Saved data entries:
-------------------------
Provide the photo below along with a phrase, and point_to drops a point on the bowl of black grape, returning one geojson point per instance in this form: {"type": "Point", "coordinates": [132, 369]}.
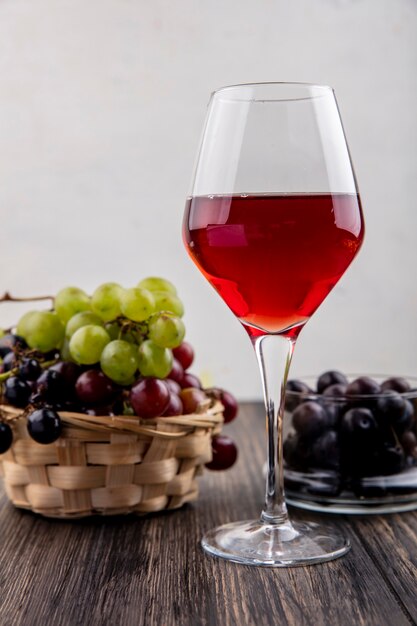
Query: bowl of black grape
{"type": "Point", "coordinates": [350, 443]}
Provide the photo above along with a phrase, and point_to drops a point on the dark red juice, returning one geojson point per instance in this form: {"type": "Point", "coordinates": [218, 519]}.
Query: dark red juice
{"type": "Point", "coordinates": [273, 258]}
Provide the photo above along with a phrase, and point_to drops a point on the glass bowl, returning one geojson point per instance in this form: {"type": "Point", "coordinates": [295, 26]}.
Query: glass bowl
{"type": "Point", "coordinates": [350, 443]}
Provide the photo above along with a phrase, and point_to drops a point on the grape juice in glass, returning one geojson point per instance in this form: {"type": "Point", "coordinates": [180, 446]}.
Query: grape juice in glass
{"type": "Point", "coordinates": [273, 222]}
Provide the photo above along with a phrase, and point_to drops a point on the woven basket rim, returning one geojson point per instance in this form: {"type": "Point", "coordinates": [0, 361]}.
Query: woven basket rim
{"type": "Point", "coordinates": [209, 417]}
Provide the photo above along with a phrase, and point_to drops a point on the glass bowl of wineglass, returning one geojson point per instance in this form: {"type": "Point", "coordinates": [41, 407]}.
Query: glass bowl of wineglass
{"type": "Point", "coordinates": [273, 221]}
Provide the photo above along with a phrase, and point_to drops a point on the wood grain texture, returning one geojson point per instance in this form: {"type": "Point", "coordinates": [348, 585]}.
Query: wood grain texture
{"type": "Point", "coordinates": [152, 571]}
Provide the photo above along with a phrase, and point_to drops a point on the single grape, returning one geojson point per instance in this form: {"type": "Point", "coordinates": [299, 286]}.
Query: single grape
{"type": "Point", "coordinates": [69, 301]}
{"type": "Point", "coordinates": [137, 304]}
{"type": "Point", "coordinates": [6, 437]}
{"type": "Point", "coordinates": [190, 380]}
{"type": "Point", "coordinates": [192, 399]}
{"type": "Point", "coordinates": [43, 330]}
{"type": "Point", "coordinates": [364, 385]}
{"type": "Point", "coordinates": [119, 361]}
{"type": "Point", "coordinates": [168, 302]}
{"type": "Point", "coordinates": [174, 407]}
{"type": "Point", "coordinates": [11, 342]}
{"type": "Point", "coordinates": [9, 361]}
{"type": "Point", "coordinates": [69, 371]}
{"type": "Point", "coordinates": [29, 369]}
{"type": "Point", "coordinates": [154, 360]}
{"type": "Point", "coordinates": [17, 391]}
{"type": "Point", "coordinates": [51, 386]}
{"type": "Point", "coordinates": [184, 353]}
{"type": "Point", "coordinates": [173, 386]}
{"type": "Point", "coordinates": [94, 387]}
{"type": "Point", "coordinates": [156, 283]}
{"type": "Point", "coordinates": [224, 453]}
{"type": "Point", "coordinates": [310, 419]}
{"type": "Point", "coordinates": [230, 406]}
{"type": "Point", "coordinates": [177, 372]}
{"type": "Point", "coordinates": [87, 344]}
{"type": "Point", "coordinates": [149, 398]}
{"type": "Point", "coordinates": [44, 425]}
{"type": "Point", "coordinates": [105, 301]}
{"type": "Point", "coordinates": [166, 330]}
{"type": "Point", "coordinates": [81, 319]}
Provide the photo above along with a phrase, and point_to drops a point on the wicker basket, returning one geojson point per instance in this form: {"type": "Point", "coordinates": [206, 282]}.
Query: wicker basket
{"type": "Point", "coordinates": [109, 465]}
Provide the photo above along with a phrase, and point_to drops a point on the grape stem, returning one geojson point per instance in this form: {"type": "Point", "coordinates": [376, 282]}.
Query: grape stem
{"type": "Point", "coordinates": [7, 297]}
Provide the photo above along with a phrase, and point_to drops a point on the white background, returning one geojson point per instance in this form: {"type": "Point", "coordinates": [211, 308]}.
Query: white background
{"type": "Point", "coordinates": [101, 108]}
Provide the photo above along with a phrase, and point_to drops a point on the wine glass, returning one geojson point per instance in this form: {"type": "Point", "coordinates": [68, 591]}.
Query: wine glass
{"type": "Point", "coordinates": [272, 222]}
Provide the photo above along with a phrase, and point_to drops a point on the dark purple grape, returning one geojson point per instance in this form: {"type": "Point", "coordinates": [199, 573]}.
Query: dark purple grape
{"type": "Point", "coordinates": [149, 398]}
{"type": "Point", "coordinates": [17, 391]}
{"type": "Point", "coordinates": [224, 453]}
{"type": "Point", "coordinates": [94, 387]}
{"type": "Point", "coordinates": [44, 425]}
{"type": "Point", "coordinates": [325, 450]}
{"type": "Point", "coordinates": [297, 452]}
{"type": "Point", "coordinates": [9, 361]}
{"type": "Point", "coordinates": [29, 369]}
{"type": "Point", "coordinates": [11, 342]}
{"type": "Point", "coordinates": [364, 385]}
{"type": "Point", "coordinates": [396, 383]}
{"type": "Point", "coordinates": [359, 425]}
{"type": "Point", "coordinates": [310, 419]}
{"type": "Point", "coordinates": [390, 407]}
{"type": "Point", "coordinates": [390, 460]}
{"type": "Point", "coordinates": [51, 386]}
{"type": "Point", "coordinates": [338, 390]}
{"type": "Point", "coordinates": [6, 437]}
{"type": "Point", "coordinates": [332, 377]}
{"type": "Point", "coordinates": [408, 441]}
{"type": "Point", "coordinates": [69, 371]}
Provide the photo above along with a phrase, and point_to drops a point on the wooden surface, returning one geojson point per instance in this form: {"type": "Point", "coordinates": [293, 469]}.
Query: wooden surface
{"type": "Point", "coordinates": [152, 571]}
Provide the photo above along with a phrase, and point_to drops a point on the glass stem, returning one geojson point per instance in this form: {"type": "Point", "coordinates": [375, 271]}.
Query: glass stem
{"type": "Point", "coordinates": [274, 354]}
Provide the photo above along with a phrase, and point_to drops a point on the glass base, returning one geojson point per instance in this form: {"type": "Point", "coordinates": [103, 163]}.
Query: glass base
{"type": "Point", "coordinates": [288, 545]}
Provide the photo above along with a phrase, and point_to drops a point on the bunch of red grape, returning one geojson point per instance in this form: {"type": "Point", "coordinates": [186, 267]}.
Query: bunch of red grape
{"type": "Point", "coordinates": [118, 352]}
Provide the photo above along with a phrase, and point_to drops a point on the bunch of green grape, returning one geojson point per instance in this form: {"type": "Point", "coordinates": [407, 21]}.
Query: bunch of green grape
{"type": "Point", "coordinates": [128, 332]}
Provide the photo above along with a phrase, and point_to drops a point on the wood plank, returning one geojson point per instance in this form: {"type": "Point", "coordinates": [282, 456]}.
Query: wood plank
{"type": "Point", "coordinates": [152, 571]}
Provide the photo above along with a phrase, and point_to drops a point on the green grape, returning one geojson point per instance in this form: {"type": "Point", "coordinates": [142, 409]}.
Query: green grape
{"type": "Point", "coordinates": [166, 301]}
{"type": "Point", "coordinates": [137, 304]}
{"type": "Point", "coordinates": [166, 330]}
{"type": "Point", "coordinates": [154, 360]}
{"type": "Point", "coordinates": [70, 301]}
{"type": "Point", "coordinates": [119, 361]}
{"type": "Point", "coordinates": [23, 325]}
{"type": "Point", "coordinates": [81, 319]}
{"type": "Point", "coordinates": [87, 344]}
{"type": "Point", "coordinates": [105, 301]}
{"type": "Point", "coordinates": [42, 330]}
{"type": "Point", "coordinates": [155, 283]}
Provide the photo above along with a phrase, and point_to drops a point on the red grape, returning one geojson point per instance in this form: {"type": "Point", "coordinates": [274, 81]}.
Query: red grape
{"type": "Point", "coordinates": [224, 453]}
{"type": "Point", "coordinates": [184, 354]}
{"type": "Point", "coordinates": [189, 380]}
{"type": "Point", "coordinates": [191, 398]}
{"type": "Point", "coordinates": [173, 386]}
{"type": "Point", "coordinates": [175, 406]}
{"type": "Point", "coordinates": [94, 387]}
{"type": "Point", "coordinates": [149, 398]}
{"type": "Point", "coordinates": [177, 372]}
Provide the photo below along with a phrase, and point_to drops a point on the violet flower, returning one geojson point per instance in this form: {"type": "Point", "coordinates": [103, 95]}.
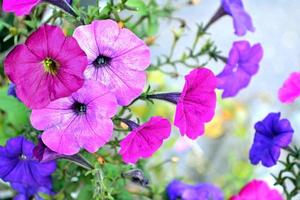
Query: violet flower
{"type": "Point", "coordinates": [272, 134]}
{"type": "Point", "coordinates": [242, 64]}
{"type": "Point", "coordinates": [143, 141]}
{"type": "Point", "coordinates": [24, 7]}
{"type": "Point", "coordinates": [195, 104]}
{"type": "Point", "coordinates": [204, 191]}
{"type": "Point", "coordinates": [43, 154]}
{"type": "Point", "coordinates": [22, 171]}
{"type": "Point", "coordinates": [47, 67]}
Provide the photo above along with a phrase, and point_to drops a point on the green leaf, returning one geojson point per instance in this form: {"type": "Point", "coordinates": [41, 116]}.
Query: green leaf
{"type": "Point", "coordinates": [139, 5]}
{"type": "Point", "coordinates": [17, 113]}
{"type": "Point", "coordinates": [86, 192]}
{"type": "Point", "coordinates": [152, 25]}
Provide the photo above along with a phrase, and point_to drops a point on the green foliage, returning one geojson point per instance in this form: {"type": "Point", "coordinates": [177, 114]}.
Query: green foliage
{"type": "Point", "coordinates": [13, 116]}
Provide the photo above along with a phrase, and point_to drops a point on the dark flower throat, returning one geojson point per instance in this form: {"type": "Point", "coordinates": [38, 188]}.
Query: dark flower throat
{"type": "Point", "coordinates": [101, 61]}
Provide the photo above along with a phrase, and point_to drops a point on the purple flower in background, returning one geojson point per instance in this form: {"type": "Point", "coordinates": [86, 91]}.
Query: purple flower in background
{"type": "Point", "coordinates": [43, 154]}
{"type": "Point", "coordinates": [26, 192]}
{"type": "Point", "coordinates": [24, 7]}
{"type": "Point", "coordinates": [241, 19]}
{"type": "Point", "coordinates": [204, 191]}
{"type": "Point", "coordinates": [117, 58]}
{"type": "Point", "coordinates": [272, 134]}
{"type": "Point", "coordinates": [22, 171]}
{"type": "Point", "coordinates": [242, 64]}
{"type": "Point", "coordinates": [82, 120]}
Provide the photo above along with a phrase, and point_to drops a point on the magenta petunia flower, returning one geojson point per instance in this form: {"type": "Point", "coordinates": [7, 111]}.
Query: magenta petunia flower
{"type": "Point", "coordinates": [24, 7]}
{"type": "Point", "coordinates": [144, 140]}
{"type": "Point", "coordinates": [257, 190]}
{"type": "Point", "coordinates": [241, 19]}
{"type": "Point", "coordinates": [19, 7]}
{"type": "Point", "coordinates": [47, 67]}
{"type": "Point", "coordinates": [290, 89]}
{"type": "Point", "coordinates": [271, 135]}
{"type": "Point", "coordinates": [117, 58]}
{"type": "Point", "coordinates": [82, 120]}
{"type": "Point", "coordinates": [196, 104]}
{"type": "Point", "coordinates": [242, 64]}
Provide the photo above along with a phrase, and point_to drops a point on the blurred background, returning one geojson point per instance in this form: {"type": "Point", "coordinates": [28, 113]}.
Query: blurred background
{"type": "Point", "coordinates": [221, 155]}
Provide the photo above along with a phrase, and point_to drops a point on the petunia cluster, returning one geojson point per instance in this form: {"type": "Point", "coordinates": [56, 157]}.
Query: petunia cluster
{"type": "Point", "coordinates": [75, 85]}
{"type": "Point", "coordinates": [26, 174]}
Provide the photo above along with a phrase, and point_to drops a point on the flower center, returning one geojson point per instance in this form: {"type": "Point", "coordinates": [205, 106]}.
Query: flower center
{"type": "Point", "coordinates": [79, 108]}
{"type": "Point", "coordinates": [101, 61]}
{"type": "Point", "coordinates": [50, 66]}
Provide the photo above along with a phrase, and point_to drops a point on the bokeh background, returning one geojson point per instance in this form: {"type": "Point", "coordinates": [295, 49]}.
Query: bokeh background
{"type": "Point", "coordinates": [221, 155]}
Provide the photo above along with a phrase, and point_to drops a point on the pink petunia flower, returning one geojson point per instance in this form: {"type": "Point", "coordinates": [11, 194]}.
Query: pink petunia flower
{"type": "Point", "coordinates": [117, 58]}
{"type": "Point", "coordinates": [290, 89]}
{"type": "Point", "coordinates": [24, 7]}
{"type": "Point", "coordinates": [19, 7]}
{"type": "Point", "coordinates": [47, 67]}
{"type": "Point", "coordinates": [82, 120]}
{"type": "Point", "coordinates": [257, 190]}
{"type": "Point", "coordinates": [143, 141]}
{"type": "Point", "coordinates": [196, 104]}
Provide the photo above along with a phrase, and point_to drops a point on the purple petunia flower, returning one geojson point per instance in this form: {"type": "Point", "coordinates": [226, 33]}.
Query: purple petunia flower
{"type": "Point", "coordinates": [11, 91]}
{"type": "Point", "coordinates": [82, 120]}
{"type": "Point", "coordinates": [242, 64]}
{"type": "Point", "coordinates": [43, 154]}
{"type": "Point", "coordinates": [143, 141]}
{"type": "Point", "coordinates": [24, 7]}
{"type": "Point", "coordinates": [272, 134]}
{"type": "Point", "coordinates": [47, 67]}
{"type": "Point", "coordinates": [22, 171]}
{"type": "Point", "coordinates": [204, 191]}
{"type": "Point", "coordinates": [241, 19]}
{"type": "Point", "coordinates": [117, 58]}
{"type": "Point", "coordinates": [290, 90]}
{"type": "Point", "coordinates": [195, 104]}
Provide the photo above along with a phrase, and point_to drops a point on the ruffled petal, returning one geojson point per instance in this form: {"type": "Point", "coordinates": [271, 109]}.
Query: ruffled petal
{"type": "Point", "coordinates": [145, 140]}
{"type": "Point", "coordinates": [290, 90]}
{"type": "Point", "coordinates": [20, 8]}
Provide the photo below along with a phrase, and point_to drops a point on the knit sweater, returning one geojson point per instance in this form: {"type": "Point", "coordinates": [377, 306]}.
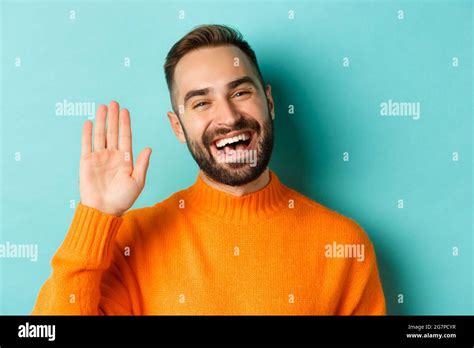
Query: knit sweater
{"type": "Point", "coordinates": [205, 252]}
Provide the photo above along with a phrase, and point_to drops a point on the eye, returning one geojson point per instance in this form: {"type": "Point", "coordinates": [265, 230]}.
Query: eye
{"type": "Point", "coordinates": [241, 93]}
{"type": "Point", "coordinates": [198, 105]}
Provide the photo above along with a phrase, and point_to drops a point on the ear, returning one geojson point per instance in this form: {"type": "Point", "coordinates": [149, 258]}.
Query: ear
{"type": "Point", "coordinates": [176, 126]}
{"type": "Point", "coordinates": [271, 104]}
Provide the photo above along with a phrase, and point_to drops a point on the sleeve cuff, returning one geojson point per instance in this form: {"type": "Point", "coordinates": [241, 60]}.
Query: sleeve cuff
{"type": "Point", "coordinates": [90, 238]}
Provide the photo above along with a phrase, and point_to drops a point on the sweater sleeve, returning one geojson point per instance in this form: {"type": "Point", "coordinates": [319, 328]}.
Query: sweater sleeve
{"type": "Point", "coordinates": [363, 292]}
{"type": "Point", "coordinates": [87, 270]}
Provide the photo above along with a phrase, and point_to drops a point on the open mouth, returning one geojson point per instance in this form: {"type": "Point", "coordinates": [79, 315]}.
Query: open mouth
{"type": "Point", "coordinates": [234, 141]}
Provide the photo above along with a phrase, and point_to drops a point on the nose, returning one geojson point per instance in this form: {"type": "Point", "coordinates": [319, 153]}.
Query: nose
{"type": "Point", "coordinates": [227, 114]}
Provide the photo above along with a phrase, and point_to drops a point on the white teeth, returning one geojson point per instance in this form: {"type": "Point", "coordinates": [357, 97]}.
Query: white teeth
{"type": "Point", "coordinates": [226, 141]}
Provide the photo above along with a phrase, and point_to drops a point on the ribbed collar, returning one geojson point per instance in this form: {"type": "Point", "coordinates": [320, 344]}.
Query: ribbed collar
{"type": "Point", "coordinates": [258, 205]}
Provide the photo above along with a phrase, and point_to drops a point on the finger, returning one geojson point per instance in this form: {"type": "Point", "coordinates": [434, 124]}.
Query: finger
{"type": "Point", "coordinates": [86, 142]}
{"type": "Point", "coordinates": [125, 132]}
{"type": "Point", "coordinates": [99, 129]}
{"type": "Point", "coordinates": [112, 125]}
{"type": "Point", "coordinates": [141, 167]}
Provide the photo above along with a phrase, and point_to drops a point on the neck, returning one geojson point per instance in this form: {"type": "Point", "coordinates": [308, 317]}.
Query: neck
{"type": "Point", "coordinates": [252, 186]}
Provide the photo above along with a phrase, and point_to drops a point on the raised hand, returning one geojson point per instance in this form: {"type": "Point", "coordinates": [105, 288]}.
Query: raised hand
{"type": "Point", "coordinates": [108, 181]}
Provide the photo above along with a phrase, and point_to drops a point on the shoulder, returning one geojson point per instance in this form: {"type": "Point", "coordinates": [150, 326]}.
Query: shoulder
{"type": "Point", "coordinates": [141, 222]}
{"type": "Point", "coordinates": [327, 221]}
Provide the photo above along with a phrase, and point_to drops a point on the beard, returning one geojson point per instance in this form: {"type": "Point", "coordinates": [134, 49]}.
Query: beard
{"type": "Point", "coordinates": [234, 174]}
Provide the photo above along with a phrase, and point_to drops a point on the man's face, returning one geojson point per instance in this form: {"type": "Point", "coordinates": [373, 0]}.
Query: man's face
{"type": "Point", "coordinates": [225, 116]}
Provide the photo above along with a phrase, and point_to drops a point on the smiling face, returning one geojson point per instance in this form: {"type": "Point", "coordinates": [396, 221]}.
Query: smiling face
{"type": "Point", "coordinates": [225, 115]}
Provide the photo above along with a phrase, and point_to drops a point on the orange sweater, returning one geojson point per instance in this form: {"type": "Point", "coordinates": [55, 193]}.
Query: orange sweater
{"type": "Point", "coordinates": [205, 252]}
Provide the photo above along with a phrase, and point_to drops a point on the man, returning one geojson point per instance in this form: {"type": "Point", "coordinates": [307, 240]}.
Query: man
{"type": "Point", "coordinates": [236, 242]}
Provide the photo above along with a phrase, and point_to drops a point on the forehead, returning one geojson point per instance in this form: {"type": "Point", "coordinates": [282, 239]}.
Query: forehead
{"type": "Point", "coordinates": [210, 67]}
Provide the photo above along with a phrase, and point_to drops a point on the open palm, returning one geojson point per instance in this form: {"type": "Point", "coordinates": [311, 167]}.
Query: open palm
{"type": "Point", "coordinates": [108, 180]}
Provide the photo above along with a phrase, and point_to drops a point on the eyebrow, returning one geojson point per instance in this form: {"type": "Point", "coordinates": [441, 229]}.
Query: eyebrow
{"type": "Point", "coordinates": [230, 85]}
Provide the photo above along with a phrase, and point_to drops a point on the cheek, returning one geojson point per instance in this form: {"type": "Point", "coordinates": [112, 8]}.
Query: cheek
{"type": "Point", "coordinates": [195, 130]}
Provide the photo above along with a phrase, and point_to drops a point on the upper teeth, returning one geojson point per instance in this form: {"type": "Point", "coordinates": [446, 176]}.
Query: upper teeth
{"type": "Point", "coordinates": [226, 141]}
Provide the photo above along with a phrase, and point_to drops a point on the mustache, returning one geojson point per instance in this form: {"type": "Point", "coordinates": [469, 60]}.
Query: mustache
{"type": "Point", "coordinates": [240, 125]}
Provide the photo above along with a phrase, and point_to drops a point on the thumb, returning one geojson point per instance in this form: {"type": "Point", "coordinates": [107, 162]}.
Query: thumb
{"type": "Point", "coordinates": [141, 167]}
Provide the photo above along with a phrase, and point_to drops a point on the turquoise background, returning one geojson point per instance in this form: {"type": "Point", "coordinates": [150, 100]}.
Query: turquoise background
{"type": "Point", "coordinates": [336, 110]}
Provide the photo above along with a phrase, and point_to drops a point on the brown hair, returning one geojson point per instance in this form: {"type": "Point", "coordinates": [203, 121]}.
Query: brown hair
{"type": "Point", "coordinates": [206, 36]}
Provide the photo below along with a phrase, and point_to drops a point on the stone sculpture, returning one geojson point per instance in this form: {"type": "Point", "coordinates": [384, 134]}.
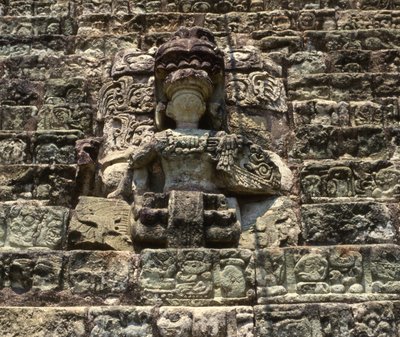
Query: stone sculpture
{"type": "Point", "coordinates": [203, 167]}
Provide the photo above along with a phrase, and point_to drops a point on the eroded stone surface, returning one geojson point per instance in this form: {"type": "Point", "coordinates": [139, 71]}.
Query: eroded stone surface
-------------------------
§ Given task
Take the line containing "on the upper" and all lines after it to the end of the data above, and reproduce them exactly, leaving out pictures. Nothing else belongs in the copy.

§ Correct result
Provide the photo above along with a phrase, and point_to drops a point on the upper teeth, returning one geojson point per instance in this form: {"type": "Point", "coordinates": [446, 176]}.
Query: upper teeth
{"type": "Point", "coordinates": [226, 141]}
Provide the photo above along with a phrase, and point_to drops a point on the mustache, returning one geojson point per instance in this form: {"type": "Point", "coordinates": [469, 60]}.
Query: mustache
{"type": "Point", "coordinates": [240, 125]}
Provide the photo above along with a phrase, and point_to drops a point on the thumb, returning one geojson point per instance in this form: {"type": "Point", "coordinates": [107, 162]}.
Query: thumb
{"type": "Point", "coordinates": [141, 167]}
Provide the photo above along with a phrase, and point_to drops a point on the turquoise background, returning one geojson point per instance in this form: {"type": "Point", "coordinates": [150, 100]}.
Query: turquoise background
{"type": "Point", "coordinates": [336, 110]}
Provide the photo above along with a phrase, and point_to drops a point on the brown hair, returning one geojson point per instance in this form: {"type": "Point", "coordinates": [203, 121]}.
Query: brown hair
{"type": "Point", "coordinates": [206, 36]}
Provide the photo below along with a phrase, and point_to drops a point on the stone sculpture, returning one geojson point per instance in this form: {"type": "Point", "coordinates": [384, 134]}.
Query: stone sculpture
{"type": "Point", "coordinates": [203, 167]}
Provide the photo above along with a phrase, and point_to drops a point on the eroded stone surface, returning one geojson point per instance in this form: {"type": "Point", "coordinates": [139, 71]}.
Query: eroded stone surface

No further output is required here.